• Source data:
begin
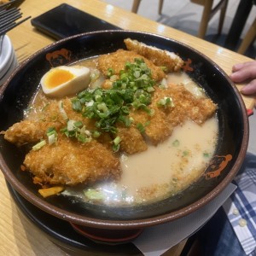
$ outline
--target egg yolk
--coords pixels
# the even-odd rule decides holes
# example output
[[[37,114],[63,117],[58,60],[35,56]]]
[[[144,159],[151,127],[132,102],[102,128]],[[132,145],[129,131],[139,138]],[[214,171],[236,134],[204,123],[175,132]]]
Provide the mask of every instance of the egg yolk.
[[[54,70],[48,76],[47,80],[45,81],[45,85],[49,89],[55,88],[71,80],[73,78],[74,75],[67,70]]]

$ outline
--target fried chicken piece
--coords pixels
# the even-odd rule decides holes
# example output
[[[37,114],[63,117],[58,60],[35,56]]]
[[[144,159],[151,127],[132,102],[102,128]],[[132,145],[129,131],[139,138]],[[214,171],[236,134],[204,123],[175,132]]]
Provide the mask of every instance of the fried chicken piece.
[[[184,61],[173,52],[163,50],[154,46],[148,46],[137,40],[126,38],[124,40],[129,50],[135,51],[153,61],[158,67],[166,67],[167,72],[179,71]]]
[[[30,151],[24,166],[43,183],[75,185],[118,179],[119,160],[96,141],[80,143],[62,137],[57,143]]]
[[[166,77],[162,68],[155,66],[151,61],[148,61],[135,52],[121,49],[111,54],[100,55],[98,60],[98,69],[107,76],[108,70],[111,67],[113,69],[114,74],[119,75],[120,70],[124,69],[125,63],[127,61],[132,63],[136,58],[144,60],[148,67],[151,70],[152,79],[155,81],[160,81]]]
[[[33,109],[35,113],[32,113],[29,119],[14,124],[1,133],[4,135],[4,139],[17,146],[37,143],[46,137],[46,131],[49,127],[55,127],[57,131],[65,127],[66,115],[69,119],[81,121],[88,129],[94,130],[95,121],[85,119],[81,113],[73,111],[70,99],[66,98],[61,103],[61,108],[59,101],[49,101],[44,110]]]
[[[14,124],[6,131],[1,133],[4,135],[4,139],[17,146],[26,143],[37,143],[46,135],[49,127],[60,127],[60,123],[23,120]]]
[[[135,154],[148,149],[140,131],[134,126],[118,127],[117,135],[121,138],[120,148],[127,154]]]
[[[165,97],[172,98],[174,107],[160,107],[159,101]],[[175,126],[182,125],[188,119],[198,125],[203,124],[214,114],[217,106],[208,98],[195,98],[183,85],[169,84],[166,89],[155,87],[149,108],[154,109],[152,116],[143,110],[135,110],[130,115],[136,124],[149,121],[144,135],[157,145],[172,135]]]

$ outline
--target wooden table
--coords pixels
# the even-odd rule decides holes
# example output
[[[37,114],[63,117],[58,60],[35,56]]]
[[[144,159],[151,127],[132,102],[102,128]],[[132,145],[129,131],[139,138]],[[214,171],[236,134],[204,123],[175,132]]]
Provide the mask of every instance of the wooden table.
[[[23,17],[35,17],[63,2],[83,9],[95,16],[113,23],[123,29],[154,32],[172,38],[200,49],[217,62],[227,73],[230,73],[235,63],[251,59],[214,45],[195,37],[149,20],[137,15],[125,11],[99,0],[25,0],[20,9]],[[51,44],[54,40],[36,31],[30,21],[26,21],[8,33],[15,47],[19,62],[32,53]],[[241,85],[238,86],[240,88]],[[255,99],[243,96],[247,108],[253,108]],[[1,255],[67,255],[67,251],[51,242],[41,230],[37,229],[18,211],[7,189],[3,175],[0,174],[0,254]],[[185,241],[172,247],[165,255],[179,255]],[[124,252],[125,253],[125,252]],[[69,253],[71,254],[71,253]],[[102,255],[86,253],[86,255]],[[72,255],[78,255],[72,253]]]

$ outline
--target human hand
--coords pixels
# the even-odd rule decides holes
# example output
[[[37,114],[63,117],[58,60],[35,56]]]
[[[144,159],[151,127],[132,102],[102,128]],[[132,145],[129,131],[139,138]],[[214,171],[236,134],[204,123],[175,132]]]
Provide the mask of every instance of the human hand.
[[[234,83],[247,83],[247,84],[241,90],[242,94],[255,95],[256,61],[234,65],[230,78]]]

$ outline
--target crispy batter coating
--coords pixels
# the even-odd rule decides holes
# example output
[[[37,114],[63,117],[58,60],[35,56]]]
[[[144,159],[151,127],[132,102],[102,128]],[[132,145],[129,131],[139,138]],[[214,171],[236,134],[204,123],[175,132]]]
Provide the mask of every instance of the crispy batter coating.
[[[171,97],[174,107],[160,107],[158,102],[164,97]],[[133,111],[130,115],[135,123],[143,125],[149,121],[145,126],[145,136],[157,145],[172,135],[175,126],[182,125],[188,119],[203,124],[214,114],[217,106],[208,98],[195,98],[182,84],[169,84],[166,89],[155,87],[150,108],[154,112],[152,116],[143,110]]]
[[[166,77],[160,67],[166,67],[169,72],[173,72],[179,71],[183,65],[181,58],[174,53],[130,38],[125,39],[125,43],[129,50],[119,49],[99,56],[98,68],[105,76],[109,67],[119,75],[126,61],[133,62],[135,58],[144,60],[155,81]],[[106,80],[103,86],[105,89],[110,88],[111,81]],[[172,99],[172,107],[159,105],[159,102],[166,97]],[[96,121],[75,112],[71,99],[56,101],[43,96],[36,102],[26,119],[15,124],[6,131],[1,131],[6,140],[20,146],[45,139],[47,129],[55,128],[57,142],[46,144],[37,151],[31,150],[24,160],[26,170],[43,183],[50,184],[75,185],[120,177],[120,163],[112,151],[113,138],[110,134],[102,133],[96,140],[81,143],[67,138],[60,132],[66,126],[67,119],[81,121],[86,129],[95,130]],[[154,86],[148,108],[154,110],[154,114],[149,115],[142,109],[130,112],[130,117],[134,120],[131,127],[116,125],[116,136],[121,138],[122,151],[131,154],[147,150],[148,142],[154,145],[164,142],[172,135],[175,126],[182,125],[189,119],[201,125],[214,114],[217,106],[208,98],[195,97],[182,84],[170,84],[164,89]],[[145,125],[143,134],[137,128],[138,124]]]
[[[14,124],[4,134],[4,139],[21,146],[26,143],[38,143],[45,137],[49,127],[60,127],[60,123],[23,120]]]
[[[67,138],[30,151],[24,166],[43,183],[75,185],[119,178],[119,161],[101,143],[80,143]]]
[[[113,68],[114,74],[119,75],[120,70],[127,61],[134,62],[134,59],[143,59],[147,66],[150,68],[152,78],[155,81],[160,81],[166,77],[162,68],[155,66],[151,61],[145,59],[143,56],[129,50],[118,49],[117,51],[102,55],[99,56],[98,68],[102,73],[107,76],[108,68]]]
[[[94,120],[84,119],[79,113],[73,110],[70,99],[66,98],[61,101],[65,115],[61,113],[59,105],[59,101],[49,100],[43,110],[41,107],[35,107],[29,119],[15,123],[6,131],[2,132],[4,134],[4,138],[17,146],[37,143],[45,138],[48,128],[55,127],[57,131],[63,128],[67,123],[66,114],[69,119],[83,122],[88,129],[94,128]]]
[[[117,135],[121,138],[120,148],[127,154],[135,154],[148,149],[148,145],[140,131],[134,126],[118,127]]]
[[[129,50],[144,56],[159,67],[165,67],[167,72],[179,71],[184,65],[181,57],[173,52],[162,50],[154,46],[148,46],[137,40],[126,38],[124,40]]]

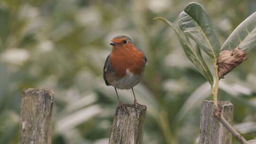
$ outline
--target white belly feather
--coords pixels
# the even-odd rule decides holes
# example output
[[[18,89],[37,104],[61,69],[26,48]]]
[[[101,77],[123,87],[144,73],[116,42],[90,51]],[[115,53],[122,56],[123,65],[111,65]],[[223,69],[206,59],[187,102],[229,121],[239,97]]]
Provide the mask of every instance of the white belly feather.
[[[113,81],[111,85],[119,89],[130,89],[137,85],[143,75],[134,74],[126,69],[126,76],[119,80]]]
end
Copy everything in the records above except the pictures, exactly as written.

• Task answer:
$ outline
--target egg yolk
--coords pixels
# the even-odd rule decides holes
# example output
[[[37,114],[63,117],[58,60],[35,56]]]
[[[144,159],[151,127],[132,102],[102,128]],[[132,145],[129,131],[139,138]],[[214,171],[236,134],[204,123],[175,132]]]
Provide the mask of every instance of the egg yolk.
[[[54,70],[48,76],[47,80],[45,81],[45,85],[49,89],[55,88],[71,80],[73,78],[74,75],[67,70]]]

$ outline
--target fried chicken piece
--coords pixels
# the even-odd rule decides holes
# example output
[[[37,114],[63,117],[58,60],[35,56]]]
[[[144,159],[151,127],[132,102],[102,128]],[[132,145],[129,131],[139,138]],[[214,171],[236,134],[204,123],[175,132]]]
Provide the mask of every instance of the fried chicken piece.
[[[184,61],[173,52],[163,50],[154,46],[148,46],[137,40],[126,38],[124,40],[129,50],[135,51],[153,61],[158,67],[166,67],[167,72],[179,71]]]
[[[30,151],[24,166],[43,183],[75,185],[118,179],[119,160],[96,141],[80,143],[62,137],[57,143]]]
[[[166,77],[162,68],[155,66],[151,61],[148,61],[135,52],[121,49],[111,54],[100,55],[98,60],[98,69],[107,76],[108,70],[111,67],[113,69],[114,74],[119,75],[120,70],[124,69],[125,63],[127,61],[132,63],[136,58],[144,60],[148,67],[151,70],[152,79],[155,81],[160,81]]]
[[[33,109],[35,113],[32,113],[29,119],[14,124],[1,133],[4,135],[4,139],[17,146],[37,143],[46,137],[46,131],[49,127],[55,127],[57,131],[65,127],[66,115],[69,119],[81,121],[88,129],[94,130],[95,121],[85,119],[81,113],[73,111],[70,99],[66,98],[61,103],[61,108],[59,101],[49,101],[44,110]]]
[[[14,124],[6,131],[1,133],[4,135],[4,139],[17,146],[26,143],[37,143],[46,135],[49,127],[60,127],[60,123],[23,120]]]
[[[135,154],[148,149],[140,131],[134,126],[118,127],[117,135],[121,138],[120,148],[127,154]]]
[[[165,97],[172,98],[174,107],[160,107],[159,101]],[[175,126],[182,125],[188,119],[198,125],[203,124],[214,114],[217,106],[208,98],[195,98],[183,85],[169,84],[166,89],[155,87],[149,108],[154,109],[152,116],[143,110],[135,110],[130,115],[136,124],[149,121],[144,135],[157,145],[172,135]]]

$ outline
--target wooden table
--coords pixels
# the even-odd rule decides holes
# example output
[[[37,114],[63,117],[58,60],[35,56]]]
[[[144,159],[151,127],[132,102],[102,128]],[[132,145],[129,131],[139,138]],[[214,171],[236,134],[204,123],[175,132]]]
Provide the mask of every instance of the wooden table.
[[[23,17],[35,17],[63,2],[83,9],[95,16],[113,23],[123,29],[154,32],[172,38],[200,49],[217,62],[227,73],[230,73],[235,63],[251,59],[214,45],[195,37],[149,20],[137,15],[125,11],[99,0],[25,0],[20,9]],[[51,44],[54,40],[36,31],[30,21],[26,21],[8,33],[15,47],[19,62],[32,53]],[[241,85],[238,86],[240,88]],[[255,99],[243,96],[247,108],[253,108]],[[1,255],[67,255],[67,251],[51,242],[41,230],[37,229],[18,211],[7,189],[3,175],[0,174],[0,254]],[[185,241],[172,247],[165,255],[179,255]],[[124,252],[125,253],[125,252]],[[69,253],[71,254],[71,253]],[[102,255],[86,253],[86,255]],[[72,255],[78,255],[72,253]]]

$ outline
--target human hand
--coords pixels
# the even-odd rule decides holes
# example output
[[[37,114],[63,117],[58,60],[35,56]]]
[[[144,159],[151,127],[132,102],[102,128]],[[132,145],[129,131],[139,138]],[[214,171],[236,134],[204,123],[175,132]]]
Provide the mask of every instance of the human hand.
[[[234,83],[247,83],[247,84],[241,90],[242,94],[255,95],[256,61],[234,65],[230,78]]]

$ outline
--target crispy batter coating
--coords pixels
# the even-odd rule decides holes
# example output
[[[37,114],[63,117],[58,60],[35,56]]]
[[[144,159],[151,127],[132,102],[102,128]],[[132,145],[129,131],[139,138]],[[214,171],[236,134],[204,123],[175,132]]]
Provide the mask of every instance of the crispy batter coating.
[[[171,97],[174,107],[160,107],[158,102],[164,97]],[[133,111],[130,115],[135,123],[143,125],[149,121],[145,126],[145,136],[157,145],[172,135],[175,126],[182,125],[188,119],[203,124],[214,114],[217,106],[208,98],[195,98],[182,84],[169,84],[166,89],[155,87],[150,108],[154,112],[152,116],[143,110]]]
[[[166,77],[160,67],[166,67],[169,72],[173,72],[179,71],[183,65],[181,58],[174,53],[130,38],[125,39],[125,43],[129,50],[119,49],[99,56],[98,68],[105,76],[109,67],[119,75],[126,61],[133,62],[135,58],[144,60],[155,81]],[[106,80],[103,86],[105,89],[110,88],[111,81]],[[172,99],[172,107],[159,105],[159,102],[166,97]],[[96,121],[75,112],[71,99],[56,101],[43,96],[36,102],[26,119],[15,124],[6,131],[1,131],[6,140],[20,146],[45,139],[47,129],[55,128],[57,142],[46,144],[37,151],[31,150],[24,160],[26,170],[43,183],[50,184],[75,185],[120,177],[120,163],[112,151],[113,138],[110,134],[102,133],[96,140],[81,143],[67,138],[60,132],[66,126],[67,119],[81,121],[86,129],[95,130]],[[154,86],[148,108],[154,110],[154,114],[149,115],[142,109],[130,112],[130,117],[134,120],[131,127],[116,125],[116,136],[121,138],[122,151],[131,154],[147,150],[148,142],[154,145],[164,142],[172,135],[175,126],[182,125],[189,119],[201,125],[214,114],[217,106],[208,98],[195,97],[182,84],[170,84],[164,89]],[[145,125],[143,134],[137,128],[138,124]]]
[[[14,124],[4,134],[4,139],[21,146],[26,143],[38,143],[45,137],[49,127],[60,127],[60,123],[23,120]]]
[[[67,138],[30,151],[24,166],[43,183],[75,185],[119,178],[119,161],[101,143],[80,143]]]
[[[113,68],[114,74],[119,75],[120,70],[127,61],[134,62],[134,59],[143,59],[147,66],[150,68],[152,78],[155,81],[160,81],[166,77],[162,68],[155,66],[151,61],[145,59],[143,56],[129,50],[118,49],[117,51],[102,55],[99,56],[98,68],[102,73],[107,76],[108,68]]]
[[[94,120],[84,119],[79,113],[73,110],[70,99],[66,98],[61,101],[65,115],[61,113],[59,105],[59,101],[49,100],[43,110],[41,107],[35,107],[29,119],[15,123],[6,131],[2,132],[4,134],[4,138],[17,146],[37,143],[45,138],[48,128],[55,127],[57,131],[63,128],[67,123],[66,114],[69,119],[83,122],[88,129],[94,128]]]
[[[117,135],[121,138],[120,148],[127,154],[135,154],[148,149],[148,145],[140,131],[134,126],[118,127]]]
[[[129,50],[144,56],[159,67],[165,67],[167,72],[179,71],[184,65],[181,57],[173,52],[162,50],[154,46],[148,46],[137,40],[126,38],[124,40]]]

$ outline
--target white belly feather
--coords pixels
# the even-odd rule decides holes
# example output
[[[18,89],[37,104],[61,69],[26,48]]]
[[[101,77],[123,87],[144,73],[116,42],[90,51]],[[115,53],[122,56],[123,65],[111,65]],[[223,69],[206,59],[187,102],[229,121],[239,97]]]
Provide the mask of every instance of the white belly feather.
[[[113,81],[111,85],[119,89],[130,89],[137,85],[143,75],[134,74],[126,69],[126,76],[119,80]]]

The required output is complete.